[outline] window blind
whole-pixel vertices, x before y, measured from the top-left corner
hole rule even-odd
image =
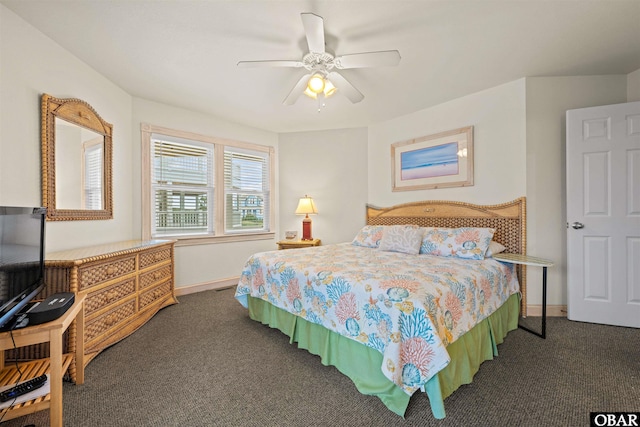
[[[213,233],[213,146],[156,136],[151,156],[152,234]]]
[[[84,206],[83,209],[100,210],[102,207],[102,144],[84,146]]]
[[[225,231],[268,230],[269,156],[225,146]]]

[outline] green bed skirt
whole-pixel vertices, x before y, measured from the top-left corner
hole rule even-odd
[[[248,305],[251,319],[279,329],[291,338],[291,343],[320,356],[323,365],[335,366],[349,377],[360,393],[377,396],[387,408],[404,417],[411,396],[382,374],[380,352],[259,298],[249,297]],[[445,417],[444,399],[461,385],[471,383],[482,362],[498,355],[498,344],[518,327],[519,307],[519,294],[514,294],[447,347],[451,362],[425,385],[435,418]]]

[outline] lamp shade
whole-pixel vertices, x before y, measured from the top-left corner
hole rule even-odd
[[[313,199],[311,197],[304,196],[300,198],[298,207],[296,208],[296,215],[314,215],[317,213],[318,210],[316,209],[316,205],[313,203]]]
[[[331,83],[331,81],[329,81],[328,79],[324,81],[324,97],[328,98],[331,95],[333,95],[334,93],[336,93],[336,90],[338,90],[333,83]]]
[[[307,82],[307,89],[318,94],[324,90],[324,77],[321,74],[314,74]]]

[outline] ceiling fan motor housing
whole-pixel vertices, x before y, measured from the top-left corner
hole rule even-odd
[[[309,52],[302,58],[302,65],[309,71],[321,72],[325,75],[335,67],[335,57],[329,52]]]

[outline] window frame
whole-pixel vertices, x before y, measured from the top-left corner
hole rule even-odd
[[[142,238],[143,240],[175,240],[176,246],[204,245],[211,243],[223,242],[240,242],[251,240],[267,240],[275,237],[275,147],[268,145],[253,144],[249,142],[234,141],[225,138],[201,135],[193,132],[169,129],[162,126],[150,125],[142,123],[140,125],[141,142],[142,142]],[[152,235],[152,167],[151,159],[151,136],[152,134],[161,134],[174,138],[182,138],[196,141],[198,143],[211,144],[214,147],[214,223],[213,235],[189,235],[176,234],[167,236]],[[268,156],[269,167],[269,212],[266,227],[267,230],[246,230],[242,232],[234,231],[227,233],[225,231],[225,192],[224,192],[224,150],[226,147],[234,147],[250,151],[258,151]]]

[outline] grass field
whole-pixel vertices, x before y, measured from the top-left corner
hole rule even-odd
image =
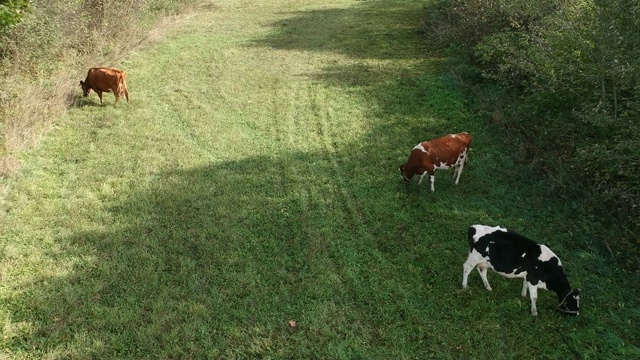
[[[638,274],[474,117],[424,4],[219,0],[122,59],[130,103],[74,89],[2,180],[0,359],[640,359]],[[460,184],[406,187],[457,131]],[[581,315],[463,291],[476,223],[549,245]]]

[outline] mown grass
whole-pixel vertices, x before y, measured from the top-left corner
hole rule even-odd
[[[417,31],[422,5],[219,1],[127,58],[131,103],[78,99],[21,154],[1,354],[638,357],[637,274],[470,114]],[[460,185],[402,184],[415,143],[462,130]],[[463,291],[474,223],[553,248],[582,314],[543,292],[534,319],[495,274]]]

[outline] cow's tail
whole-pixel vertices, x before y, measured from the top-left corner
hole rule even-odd
[[[467,150],[467,156],[465,156],[464,158],[464,163],[466,165],[469,162],[469,152],[471,152],[471,142],[473,141],[473,138],[469,133],[464,133],[464,134],[466,137],[466,139],[464,140],[464,147]]]
[[[124,96],[127,98],[127,102],[129,102],[129,90],[127,89],[127,73],[124,71],[120,71],[120,80],[118,81],[118,93],[124,93]]]

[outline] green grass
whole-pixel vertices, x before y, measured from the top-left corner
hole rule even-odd
[[[201,8],[119,64],[131,103],[80,98],[22,154],[0,358],[640,358],[638,274],[473,116],[424,2],[300,3]],[[463,130],[458,186],[404,186],[412,146]],[[548,244],[582,314],[463,291],[475,223]]]

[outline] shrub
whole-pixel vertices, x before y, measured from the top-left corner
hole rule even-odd
[[[565,173],[620,246],[640,230],[640,4],[631,0],[441,1],[426,21],[481,74],[481,113],[523,144],[525,161]],[[435,17],[435,20],[434,20]],[[534,155],[532,155],[534,154]],[[556,164],[553,167],[553,164]],[[580,183],[573,179],[581,179]],[[604,230],[606,228],[606,230]]]
[[[0,4],[0,31],[19,24],[27,10],[29,10],[27,0],[3,1],[3,4]]]

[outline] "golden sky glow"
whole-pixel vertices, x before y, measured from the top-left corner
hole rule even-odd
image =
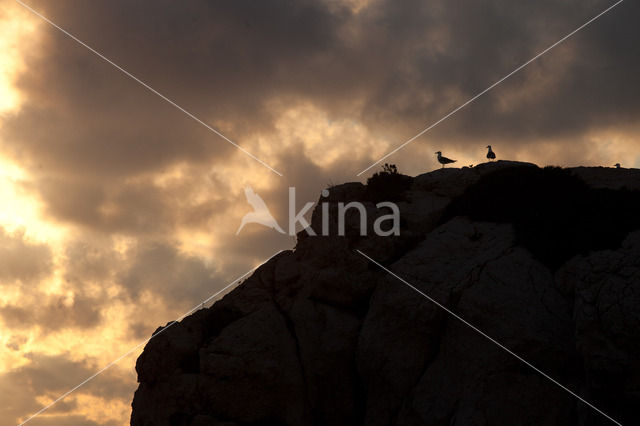
[[[16,87],[15,80],[24,71],[24,56],[36,53],[32,49],[37,47],[38,33],[44,28],[39,21],[20,8],[3,8],[0,17],[0,114],[2,114],[0,117],[4,117],[19,113],[23,96]],[[1,118],[0,126],[2,126]],[[69,308],[73,306],[75,294],[65,285],[64,269],[60,265],[60,258],[64,254],[62,252],[64,242],[73,230],[46,217],[42,203],[24,188],[23,184],[29,181],[29,178],[28,172],[22,169],[19,163],[0,153],[0,200],[2,200],[0,227],[29,243],[46,243],[52,247],[54,272],[49,278],[37,284],[35,294],[33,290],[25,292],[19,287],[7,286],[6,283],[0,282],[2,285],[0,306],[17,304],[37,309],[42,301],[56,298],[59,303]],[[122,242],[120,246],[122,247]],[[100,287],[99,291],[103,291],[106,297],[117,296],[115,287],[106,289]],[[142,307],[128,303],[112,303],[103,312],[106,320],[104,325],[86,332],[61,329],[55,333],[43,334],[38,327],[25,330],[3,327],[0,331],[0,346],[4,348],[0,350],[0,374],[29,365],[31,353],[63,355],[76,362],[90,360],[91,367],[96,369],[106,365],[141,340],[131,336],[126,323],[128,316],[138,314],[139,309],[144,309],[147,313],[156,311],[161,313],[161,316],[167,315],[167,311],[172,314],[176,311],[167,309],[161,304],[154,304],[153,297],[148,295],[143,297],[141,302],[144,303]],[[109,343],[105,345],[105,342]],[[140,351],[141,349],[115,367],[116,371],[120,371],[116,375],[126,377],[131,383],[131,391],[135,388],[133,365]],[[61,384],[61,387],[71,387],[75,384],[77,383]],[[20,384],[15,383],[15,385]],[[19,389],[16,389],[16,392],[19,392]],[[45,405],[55,396],[54,394],[40,395],[37,396],[36,401]],[[62,413],[51,410],[50,413],[44,413],[42,417],[59,418],[64,422],[69,416],[81,415],[97,423],[112,421],[125,424],[129,416],[130,403],[123,398],[98,398],[79,391],[69,397],[69,401],[76,404],[75,409]],[[28,414],[29,411],[22,412],[22,420]],[[4,419],[0,420],[0,424],[14,424],[5,423],[5,420],[8,420],[5,414],[0,414],[0,418]],[[37,423],[34,421],[34,424]]]
[[[279,177],[0,1],[0,426],[291,248],[256,224],[235,235],[246,186],[286,228],[290,186],[301,206],[365,181],[380,168],[356,173],[598,10],[318,0],[250,14],[162,2],[150,17],[141,3],[33,0]],[[624,45],[637,24],[622,18],[612,12],[385,162],[417,175],[439,167],[434,151],[465,166],[491,144],[500,159],[640,167],[637,58]],[[140,350],[42,419],[128,424]]]
[[[20,107],[20,92],[14,80],[25,64],[25,46],[36,47],[40,23],[23,10],[3,8],[0,14],[0,114],[15,112]]]

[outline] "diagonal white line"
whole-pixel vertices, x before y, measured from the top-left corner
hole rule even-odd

........

**Work to be completed:** Everything in the entries except the pictures must be duplicated exactly.

**Solution:**
[outline] window blind
whole-pixel vertices, x before y, measured from the top-left corner
hole rule even-odd
image =
[[[213,233],[213,146],[156,136],[151,156],[152,234]]]
[[[84,206],[83,209],[100,210],[102,207],[102,144],[84,146]]]
[[[225,231],[268,230],[269,156],[225,146]]]

[outline] green bed skirt
whole-pixel vertices, x before y, measured from the top-left corner
hole rule even-odd
[[[248,305],[251,319],[279,329],[291,338],[291,343],[320,356],[323,365],[335,366],[349,377],[360,393],[377,396],[387,408],[404,417],[411,396],[382,374],[380,352],[259,298],[249,297]],[[445,417],[444,399],[461,385],[471,383],[482,362],[498,355],[498,344],[518,327],[519,307],[519,294],[514,294],[447,347],[451,362],[425,385],[435,418]]]

[outline] lamp shade
whole-pixel vertices, x before y, measured from the top-left corner
hole rule even-odd
[[[313,199],[311,197],[304,196],[300,198],[298,207],[296,208],[296,215],[314,215],[317,213],[318,210],[316,209],[316,205],[313,203]]]
[[[331,83],[331,81],[329,81],[328,79],[324,81],[324,97],[328,98],[331,95],[333,95],[334,93],[336,93],[336,90],[338,90],[333,83]]]
[[[307,82],[307,89],[318,94],[324,90],[324,77],[321,74],[314,74]]]

[outline] ceiling fan motor housing
whole-pixel vertices, x before y, measured from the top-left corner
hole rule even-odd
[[[309,52],[302,58],[302,65],[309,71],[321,72],[325,75],[335,67],[335,57],[329,52]]]

[outline] window frame
whole-pixel vertices, x before y, measured from the top-left corner
hole rule even-odd
[[[142,238],[143,240],[175,240],[176,246],[204,245],[211,243],[223,242],[240,242],[251,240],[267,240],[275,237],[275,147],[268,145],[253,144],[249,142],[234,141],[225,138],[201,135],[193,132],[169,129],[162,126],[150,125],[142,123],[140,125],[141,142],[142,142]],[[152,235],[152,167],[151,159],[151,136],[152,134],[161,134],[174,138],[182,138],[196,141],[198,143],[211,144],[214,147],[214,223],[213,235],[189,235],[176,234],[167,236]],[[268,156],[269,167],[269,212],[266,227],[267,230],[246,230],[242,232],[234,231],[227,233],[225,231],[225,192],[224,192],[224,150],[226,147],[234,147],[250,151],[258,151]]]

[outline] grass field
whole-pixel vertices, x before y, measured from the top-left corner
hole rule even-odd
image =
[[[638,274],[474,117],[424,4],[219,0],[122,59],[130,103],[74,89],[2,180],[0,359],[640,359]],[[460,184],[406,187],[457,131]],[[581,315],[463,291],[476,223],[549,245]]]

[outline] mown grass
whole-pixel vertices, x before y, measured from the top-left corner
hole rule even-odd
[[[417,31],[422,5],[219,1],[127,58],[131,103],[78,99],[21,154],[1,354],[638,357],[637,274],[470,114]],[[460,185],[402,184],[415,143],[462,130]],[[463,291],[474,223],[553,248],[582,314],[543,292],[534,319],[495,274]]]

[outline] cow's tail
whole-pixel vertices, x before y, measured from the top-left corner
hole rule even-odd
[[[467,150],[467,156],[465,156],[464,158],[464,163],[466,165],[469,162],[469,152],[471,152],[471,142],[473,141],[473,138],[469,133],[464,133],[464,134],[466,137],[466,139],[464,140],[464,147]]]
[[[124,96],[127,98],[127,102],[129,102],[129,90],[127,89],[127,73],[124,71],[120,71],[120,80],[118,81],[118,93],[124,93]]]

[outline] green grass
whole-pixel vertices, x before y, measured from the top-left corner
hole rule even-odd
[[[201,8],[119,64],[131,103],[80,98],[22,154],[0,358],[640,358],[638,274],[473,116],[424,2],[300,3]],[[463,130],[458,186],[404,186],[412,146]],[[548,244],[582,314],[463,291],[475,223]]]

[outline] shrub
whole-pixel vertices, x before y, measured from the top-left corner
hole rule even-odd
[[[565,173],[620,246],[640,230],[640,4],[631,0],[441,1],[426,21],[481,74],[481,113],[523,144],[525,161]],[[435,17],[435,20],[434,20]],[[534,155],[532,155],[534,154]],[[556,164],[553,167],[553,164]],[[580,183],[573,179],[581,179]],[[604,230],[606,228],[606,230]]]
[[[0,4],[0,31],[19,24],[27,10],[29,10],[27,0],[3,1],[3,4]]]

[outline] "golden sky glow"
whole-pixel vertices, x before y, measured from the top-left corner
hole rule even-odd
image =
[[[16,87],[15,80],[24,71],[24,56],[36,53],[32,49],[37,47],[38,33],[44,28],[39,21],[20,8],[3,8],[0,17],[0,114],[2,114],[0,117],[4,117],[19,113],[23,96]],[[1,118],[0,126],[2,126]],[[69,308],[73,306],[75,294],[65,285],[64,269],[60,265],[60,258],[64,254],[62,252],[64,242],[73,230],[46,217],[42,203],[24,188],[23,184],[29,181],[29,178],[28,172],[22,169],[19,163],[0,153],[0,200],[2,200],[0,227],[29,243],[46,243],[52,247],[54,272],[49,278],[37,284],[35,294],[33,290],[25,292],[19,287],[7,286],[6,283],[0,282],[2,285],[0,306],[17,304],[37,309],[42,301],[56,298],[59,303]],[[122,242],[120,246],[122,247]],[[100,287],[99,291],[103,291],[106,297],[117,296],[115,287],[106,289]],[[142,307],[128,303],[112,303],[103,312],[106,320],[104,325],[86,332],[61,329],[55,333],[43,334],[38,327],[25,330],[3,327],[0,331],[0,346],[4,348],[0,350],[0,374],[29,365],[31,353],[63,355],[76,362],[90,360],[91,367],[96,369],[106,365],[141,340],[131,336],[126,323],[128,316],[138,314],[139,309],[144,309],[147,313],[156,311],[161,313],[161,316],[167,315],[167,311],[172,314],[176,311],[167,309],[161,304],[154,304],[153,297],[148,295],[143,297],[141,302],[144,303]],[[109,343],[105,345],[105,342]],[[140,351],[141,349],[115,367],[116,371],[120,371],[116,375],[126,377],[131,383],[131,391],[135,388],[133,365]],[[61,384],[61,387],[71,387],[75,384],[77,383]],[[20,384],[15,383],[15,385]],[[19,389],[16,389],[16,392],[19,392]],[[45,405],[55,396],[54,394],[40,395],[37,396],[36,401]],[[62,413],[51,410],[50,413],[44,413],[42,417],[59,418],[64,422],[69,416],[81,415],[97,423],[112,421],[125,424],[129,416],[130,403],[123,398],[98,398],[79,391],[69,397],[69,401],[76,404],[75,409]],[[28,414],[29,411],[22,412],[22,420]],[[4,419],[0,420],[0,424],[14,424],[5,423],[5,420],[8,420],[5,414],[0,414],[0,418]],[[37,423],[34,421],[34,424]]]
[[[279,177],[0,1],[0,426],[291,248],[256,224],[235,235],[246,186],[286,228],[290,186],[301,206],[365,181],[380,168],[356,173],[598,10],[318,0],[250,14],[162,2],[150,17],[141,3],[33,0]],[[624,45],[637,24],[622,18],[612,12],[385,162],[417,175],[439,167],[434,151],[465,166],[491,144],[500,159],[640,167],[637,58]],[[140,350],[42,419],[128,424]]]
[[[20,107],[20,92],[14,80],[25,64],[25,46],[36,47],[40,23],[23,10],[3,8],[0,14],[0,114],[15,112]]]

[outline] "diagonal white line"
whole-pixel vertices, x before y, measured from the top-left corner
hole rule even-odd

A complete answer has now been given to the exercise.